**Supplied data:**
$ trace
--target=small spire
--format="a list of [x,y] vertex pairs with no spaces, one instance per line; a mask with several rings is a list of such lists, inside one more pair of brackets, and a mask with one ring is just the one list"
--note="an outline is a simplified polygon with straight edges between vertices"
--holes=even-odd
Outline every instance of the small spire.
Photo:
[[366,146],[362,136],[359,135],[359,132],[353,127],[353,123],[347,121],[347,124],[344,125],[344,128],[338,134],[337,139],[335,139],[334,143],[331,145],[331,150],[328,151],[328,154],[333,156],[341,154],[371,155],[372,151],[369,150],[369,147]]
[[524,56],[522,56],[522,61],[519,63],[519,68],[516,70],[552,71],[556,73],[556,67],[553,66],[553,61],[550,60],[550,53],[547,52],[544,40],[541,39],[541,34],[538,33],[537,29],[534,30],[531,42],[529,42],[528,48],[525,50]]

==

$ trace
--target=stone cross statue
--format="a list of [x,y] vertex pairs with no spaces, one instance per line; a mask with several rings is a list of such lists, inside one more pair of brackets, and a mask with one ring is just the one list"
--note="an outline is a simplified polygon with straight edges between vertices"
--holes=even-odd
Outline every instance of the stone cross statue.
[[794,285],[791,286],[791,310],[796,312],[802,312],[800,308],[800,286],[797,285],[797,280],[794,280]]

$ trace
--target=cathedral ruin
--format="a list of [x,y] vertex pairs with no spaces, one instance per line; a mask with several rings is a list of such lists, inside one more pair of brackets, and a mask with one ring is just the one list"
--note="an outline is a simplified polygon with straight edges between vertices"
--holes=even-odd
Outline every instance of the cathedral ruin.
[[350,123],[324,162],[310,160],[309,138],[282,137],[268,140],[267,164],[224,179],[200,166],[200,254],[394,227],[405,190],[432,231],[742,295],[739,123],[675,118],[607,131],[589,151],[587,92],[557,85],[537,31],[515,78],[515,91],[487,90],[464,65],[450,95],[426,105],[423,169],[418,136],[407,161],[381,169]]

==

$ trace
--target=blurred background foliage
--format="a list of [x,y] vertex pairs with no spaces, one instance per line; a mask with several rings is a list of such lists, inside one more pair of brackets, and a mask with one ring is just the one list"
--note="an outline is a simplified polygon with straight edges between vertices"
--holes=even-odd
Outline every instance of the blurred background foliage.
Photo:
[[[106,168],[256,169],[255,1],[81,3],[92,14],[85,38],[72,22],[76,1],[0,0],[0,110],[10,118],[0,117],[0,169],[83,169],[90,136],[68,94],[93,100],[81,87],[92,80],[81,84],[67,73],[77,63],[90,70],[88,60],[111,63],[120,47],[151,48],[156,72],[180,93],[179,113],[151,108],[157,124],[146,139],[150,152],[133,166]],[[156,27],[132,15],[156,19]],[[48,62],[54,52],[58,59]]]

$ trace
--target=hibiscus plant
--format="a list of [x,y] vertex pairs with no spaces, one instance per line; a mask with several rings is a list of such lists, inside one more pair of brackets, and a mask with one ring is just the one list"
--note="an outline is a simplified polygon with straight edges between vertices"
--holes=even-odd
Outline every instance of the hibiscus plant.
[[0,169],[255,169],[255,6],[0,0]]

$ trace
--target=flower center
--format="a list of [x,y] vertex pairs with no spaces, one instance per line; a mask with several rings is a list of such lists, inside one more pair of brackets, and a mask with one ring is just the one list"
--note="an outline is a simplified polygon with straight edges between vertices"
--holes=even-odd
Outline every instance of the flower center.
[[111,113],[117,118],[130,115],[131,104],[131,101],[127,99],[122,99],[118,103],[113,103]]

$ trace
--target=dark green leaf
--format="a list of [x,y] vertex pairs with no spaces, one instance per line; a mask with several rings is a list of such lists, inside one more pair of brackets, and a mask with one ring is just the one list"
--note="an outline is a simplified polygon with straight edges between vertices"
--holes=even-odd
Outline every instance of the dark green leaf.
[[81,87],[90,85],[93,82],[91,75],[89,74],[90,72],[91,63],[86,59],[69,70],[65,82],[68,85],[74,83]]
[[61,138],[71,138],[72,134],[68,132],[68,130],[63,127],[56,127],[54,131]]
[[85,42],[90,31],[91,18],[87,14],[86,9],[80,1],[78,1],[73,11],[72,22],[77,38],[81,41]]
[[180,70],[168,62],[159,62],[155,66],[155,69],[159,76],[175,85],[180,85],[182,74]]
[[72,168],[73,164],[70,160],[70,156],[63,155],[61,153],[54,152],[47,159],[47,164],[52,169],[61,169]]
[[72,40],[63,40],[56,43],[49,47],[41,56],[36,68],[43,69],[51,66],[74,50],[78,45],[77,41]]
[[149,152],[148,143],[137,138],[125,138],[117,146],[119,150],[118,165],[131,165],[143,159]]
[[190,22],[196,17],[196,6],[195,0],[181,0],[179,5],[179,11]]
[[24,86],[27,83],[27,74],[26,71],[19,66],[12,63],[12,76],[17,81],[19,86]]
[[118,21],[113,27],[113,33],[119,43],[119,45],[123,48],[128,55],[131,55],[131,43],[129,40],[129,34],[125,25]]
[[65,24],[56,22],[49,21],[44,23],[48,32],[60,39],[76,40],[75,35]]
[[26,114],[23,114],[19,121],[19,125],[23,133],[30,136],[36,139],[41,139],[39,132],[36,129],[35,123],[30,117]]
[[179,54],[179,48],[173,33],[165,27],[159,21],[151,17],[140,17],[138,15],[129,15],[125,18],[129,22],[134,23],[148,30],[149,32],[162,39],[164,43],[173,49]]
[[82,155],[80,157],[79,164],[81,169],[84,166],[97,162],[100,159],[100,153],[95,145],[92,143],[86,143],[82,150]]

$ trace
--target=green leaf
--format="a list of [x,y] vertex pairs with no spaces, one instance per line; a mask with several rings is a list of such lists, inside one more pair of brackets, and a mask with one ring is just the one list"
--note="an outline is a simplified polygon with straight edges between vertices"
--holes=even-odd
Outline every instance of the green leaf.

**Task description:**
Select every row above containing the string "ruin" and copy each one in full. Case counts.

**Result for this task:**
--target=cathedral ruin
Outline every instance of the cathedral ruin.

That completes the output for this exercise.